═════ EXTRAIT DU TEXTE ═════
Philippe Poloni : Le chef-d'oeuvre inconnu
Livres

Philippe Poloni : Le chef-d’oeuvre inconnu

Savons-nous regarder l’art? Quel lien entretient un créateur avec son oeuvre? Ce sont quelques-unes des questions posées par le second roman de PHILIPPE POLONI: Des truites à la  tomate.

Nous l’avions rencontré en avril 1997, lors de la sortie d’Olivo Oliva, un singulier, fascinant premier roman qui lui ouvrait alors toutes grandes les portes de la littérature. À l’époque, Philippe Poloni était déjà en train de "circonscrire l’espace" de son prochain roman, au centre duquel il voyait, entre autres, un tableau de Kazimir Malevitch intitulé Carré blanc sur fond blanc.

Cinq ans plus tard, l’idée est passée par la moulinette de l’écriture, l’image est devenue un roman. Un roman singulier, original, déroutant, tout entier inspiré du célèbre tableau du peintre russe. Un roman qui ressemble à un musée imaginaire, une galerie sombre, souterraine, où seraient exposés d’étranges et parfois inquiétants portraits. Un gardien de sécurité un peu naïf qui entreprend des études en histoire de l’art grâce à un mécène inespéré; une artiste qui ne peut plus créer depuis qu’elle se sait atteinte d’un cancer; un galeriste plus intéressé par la rentabilité que par l’art; un génie tragique, rescapé du Viêt Nam; et surtout, Cosmo Maffia, un peintre dont la source créatrice s’est tarie depuis qu’il s’est abîmé dans la contemplation de Carré blanc sur fond blanc. "C’est un langage qui a atteint sa pleine et déconcertante limite, explique Cosmo Maffia à John Di Homogrosso, gardien du Museum of Modern Arts de New York où est exposée la toile. Après ça, il n’y a plus rien…"
═════ EXTRAITS DE LISTE ═════
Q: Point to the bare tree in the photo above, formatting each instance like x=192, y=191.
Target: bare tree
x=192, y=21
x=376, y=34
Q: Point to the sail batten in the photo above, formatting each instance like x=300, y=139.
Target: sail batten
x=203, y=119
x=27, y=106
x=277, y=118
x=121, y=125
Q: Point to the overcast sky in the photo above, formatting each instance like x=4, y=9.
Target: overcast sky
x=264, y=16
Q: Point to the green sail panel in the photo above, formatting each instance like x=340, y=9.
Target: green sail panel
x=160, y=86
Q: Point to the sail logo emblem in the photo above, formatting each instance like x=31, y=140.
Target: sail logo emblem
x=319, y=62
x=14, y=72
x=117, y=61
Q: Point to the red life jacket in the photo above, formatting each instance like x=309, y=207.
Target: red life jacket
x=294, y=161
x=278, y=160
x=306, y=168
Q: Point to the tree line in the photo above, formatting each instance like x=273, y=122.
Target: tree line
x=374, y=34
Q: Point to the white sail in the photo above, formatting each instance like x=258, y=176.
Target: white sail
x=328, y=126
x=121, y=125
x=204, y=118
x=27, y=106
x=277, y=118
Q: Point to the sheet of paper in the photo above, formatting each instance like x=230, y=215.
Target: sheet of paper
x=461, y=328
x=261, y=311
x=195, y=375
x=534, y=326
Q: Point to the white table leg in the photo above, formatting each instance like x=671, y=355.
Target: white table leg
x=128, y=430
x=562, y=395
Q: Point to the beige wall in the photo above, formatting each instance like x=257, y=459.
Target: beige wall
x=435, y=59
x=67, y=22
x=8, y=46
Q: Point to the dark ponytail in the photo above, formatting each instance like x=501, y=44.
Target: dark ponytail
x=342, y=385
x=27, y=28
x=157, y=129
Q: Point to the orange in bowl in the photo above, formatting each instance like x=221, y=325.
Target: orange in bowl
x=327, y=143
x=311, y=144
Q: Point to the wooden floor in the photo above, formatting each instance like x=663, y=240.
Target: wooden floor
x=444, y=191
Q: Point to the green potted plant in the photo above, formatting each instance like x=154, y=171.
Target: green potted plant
═════
EXERCICE
Reprenez l'article sur le roman de Philippe Poloni à partir de sa dernière phrase et poursuivez-le. La liste n'a aucun lien avec l'article sur le roman de Philippe Poloni.

RÉSULTAT
"En peignant Carré blanc sur fond blanc, explique Philippe Poloni, Malevitch a atteint le sommet du langage pictural. Après, il n’a plus été capable de peindre. Et c’est ce que je trouvais fascinant dans ce tableau. Il a tiré le maximum du langage, le tableau a tué son peintre, et j’étais fasciné par cette idée d’une création qui se retourne contre son créateur et l’anéantit."

Les muses orphelines
Comme Rober Racine et comme André Martin, Philippe Poloni est issu du milieu des arts visuels. Il y a quelques années, il exposait ses installations à Montréal, à New York et à Paris. En tandem avec Daniel Dion, il a signé L’Homme de Pékin (sur Claude Vivier), et Système des beaux-arts qui, paraît-il, a fait date dans l’histoire de la vidéo d’art. "Puis un jour, raconte Philippe Poloni, j’ai réalisé que j’étais et que je serais toujours un mauvais peintre. J’ai alors décidé de m’intéresser au regard, à la manière de regarder un tableau." Pour Poloni, qui travaille au Musée d’art contemporain ("je m’occupe du dédouanage des arts, de la réception des oeuvres, puis je rencontre les artistes, j’écoute leurs exigences…"), "on ne sait pas regarder. Comme le dit Cosmo Maffia à son galeriste, on regarde la peinture comme un junkie regarde sa dose d’héro. On a un rapport boulimique à la culture. On parle sans cesse de culture, on en mange, on en redemande, on fait des journées de la culture, des semaines de la culture, et je crois qu’on risque de devenir blasés, on risque la saturation. Pour moi, continue-t-il, il suffit d’y aller à petites doses. Pour toujours avoir un regard émerveillé, pour pouvoir atteindre cette espèce de plénitude devant l’oeuvre d’art, que ce soit un film, un tableau, n’importe quoi. Il faut avoir conscience de son propre regard sur les choses."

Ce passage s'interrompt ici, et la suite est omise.